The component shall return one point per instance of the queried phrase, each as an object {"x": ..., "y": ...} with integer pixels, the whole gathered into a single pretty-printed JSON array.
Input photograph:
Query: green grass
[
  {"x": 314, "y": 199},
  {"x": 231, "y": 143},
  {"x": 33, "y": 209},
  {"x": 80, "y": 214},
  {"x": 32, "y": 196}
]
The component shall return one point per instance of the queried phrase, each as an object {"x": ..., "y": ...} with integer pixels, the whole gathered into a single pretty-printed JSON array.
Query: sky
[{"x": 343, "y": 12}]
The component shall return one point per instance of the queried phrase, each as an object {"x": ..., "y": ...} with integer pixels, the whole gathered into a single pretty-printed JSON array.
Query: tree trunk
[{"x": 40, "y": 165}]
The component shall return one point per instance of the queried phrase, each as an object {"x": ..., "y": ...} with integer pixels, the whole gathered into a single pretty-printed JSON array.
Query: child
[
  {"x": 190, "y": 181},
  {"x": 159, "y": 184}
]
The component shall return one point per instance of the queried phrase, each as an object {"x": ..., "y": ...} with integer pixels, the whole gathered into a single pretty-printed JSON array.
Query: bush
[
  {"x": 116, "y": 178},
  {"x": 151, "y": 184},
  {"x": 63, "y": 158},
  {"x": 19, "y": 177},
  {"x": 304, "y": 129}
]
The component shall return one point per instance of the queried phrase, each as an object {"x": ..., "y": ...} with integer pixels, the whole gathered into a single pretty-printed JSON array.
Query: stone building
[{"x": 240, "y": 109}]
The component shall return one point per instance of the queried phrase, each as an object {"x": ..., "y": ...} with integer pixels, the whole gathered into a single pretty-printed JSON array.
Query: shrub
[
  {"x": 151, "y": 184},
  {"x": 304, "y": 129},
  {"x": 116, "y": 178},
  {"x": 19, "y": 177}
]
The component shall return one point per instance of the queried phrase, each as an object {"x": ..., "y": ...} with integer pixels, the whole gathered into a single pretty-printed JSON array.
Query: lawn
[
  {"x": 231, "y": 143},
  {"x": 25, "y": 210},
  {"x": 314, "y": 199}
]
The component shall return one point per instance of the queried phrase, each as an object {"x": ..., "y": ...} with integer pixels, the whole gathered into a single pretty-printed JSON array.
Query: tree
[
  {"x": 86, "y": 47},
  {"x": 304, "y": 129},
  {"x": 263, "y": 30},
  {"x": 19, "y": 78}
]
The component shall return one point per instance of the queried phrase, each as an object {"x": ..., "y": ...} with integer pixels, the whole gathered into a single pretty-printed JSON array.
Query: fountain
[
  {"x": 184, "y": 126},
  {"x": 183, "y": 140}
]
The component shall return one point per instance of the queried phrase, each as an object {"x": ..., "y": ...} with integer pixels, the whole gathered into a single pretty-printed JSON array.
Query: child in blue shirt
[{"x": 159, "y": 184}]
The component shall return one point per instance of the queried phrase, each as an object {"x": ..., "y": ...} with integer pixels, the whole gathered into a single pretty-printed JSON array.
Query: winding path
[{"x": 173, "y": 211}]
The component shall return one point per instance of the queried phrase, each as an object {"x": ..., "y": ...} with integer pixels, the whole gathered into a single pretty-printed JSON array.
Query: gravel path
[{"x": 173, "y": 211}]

*WORK REQUIRED*
Nothing may be dropped or altered; repeat every record in full.

*YOUR RESPONSE*
The component shall return one point per instance of the queried phrase, each as an object {"x": ..., "y": ...} with integer pixels, the whole gathered into a single pretty-printed JSON array.
Input photograph:
Query: green grass
[
  {"x": 314, "y": 199},
  {"x": 231, "y": 143},
  {"x": 33, "y": 209},
  {"x": 80, "y": 214},
  {"x": 32, "y": 196}
]
The component shall return one point per instance of the queried phrase, each as an object {"x": ..., "y": ...} with integer pixels, the whole gathered into a single pretty-printed JSON array.
Query: sky
[{"x": 343, "y": 12}]
The component shall return one point per instance of the queried phrase, each as an object {"x": ..., "y": ...} with integer pixels, the whole gathered into a single pretty-printed JSON array.
Query: tree trunk
[{"x": 40, "y": 165}]
The component shall return one point per instance of the queried phrase, each as an object {"x": ..., "y": ...} with integer pixels, the whole gathered into a single pretty-printed JSON array.
Query: child
[
  {"x": 190, "y": 181},
  {"x": 159, "y": 184}
]
The component shall return one point per instance of the queried phrase, each as an object {"x": ..., "y": ...} with integer pixels, the whole gathered into a single pretty-printed JSON array.
Query: bush
[
  {"x": 116, "y": 178},
  {"x": 151, "y": 184},
  {"x": 63, "y": 158},
  {"x": 19, "y": 177},
  {"x": 304, "y": 129}
]
The component shall return one point per instance of the queried phrase, each as an object {"x": ..., "y": ...} with integer pixels, the whole gathered into a single pretty-printed JSON array.
Query: stone building
[{"x": 240, "y": 109}]
The component shall return one point per instance of the queried phrase, each as an object {"x": ..., "y": ...} with integer pixels, the whole gathered into a single pretty-printed JSON array.
Query: shrub
[
  {"x": 151, "y": 184},
  {"x": 304, "y": 129},
  {"x": 116, "y": 178},
  {"x": 19, "y": 177}
]
The component shall return one point per instance of the queried phrase, each as an object {"x": ..., "y": ...} with integer pixels, the whole gathered into a single pretty-printed JSON array.
Query: lawn
[
  {"x": 231, "y": 143},
  {"x": 25, "y": 210},
  {"x": 314, "y": 199}
]
The component shall return one point per instance of the queried phrase, each as an object {"x": ..., "y": ...} with integer pixels, the whole gathered into a single pretty-printed JSON array.
Query: tree
[
  {"x": 86, "y": 47},
  {"x": 304, "y": 129},
  {"x": 263, "y": 30},
  {"x": 19, "y": 78}
]
The component shall return one point per instance of the queried phrase, each as an object {"x": ..., "y": ...} with integer pixels, the whole gathered into a single pretty-printed JSON array.
Query: fountain
[
  {"x": 184, "y": 126},
  {"x": 183, "y": 140}
]
The component shall return one point per instance of the queried phrase, each as an object {"x": ..., "y": ...} with integer pixels, the whole gathered into a single pretty-printed JSON array.
Query: child in blue shirt
[{"x": 159, "y": 184}]
The component shall return one point per instance of the queried phrase, each as an object {"x": ..., "y": ...} with integer pixels, the whole gathered into a single pretty-printed JSON array.
Query: winding path
[{"x": 173, "y": 211}]
The component shall return one point per instance of the queried phrase, each as an object {"x": ..., "y": ...} with integer pixels, the whole gathered into a single pretty-printed JSON array.
Query: gravel path
[{"x": 173, "y": 211}]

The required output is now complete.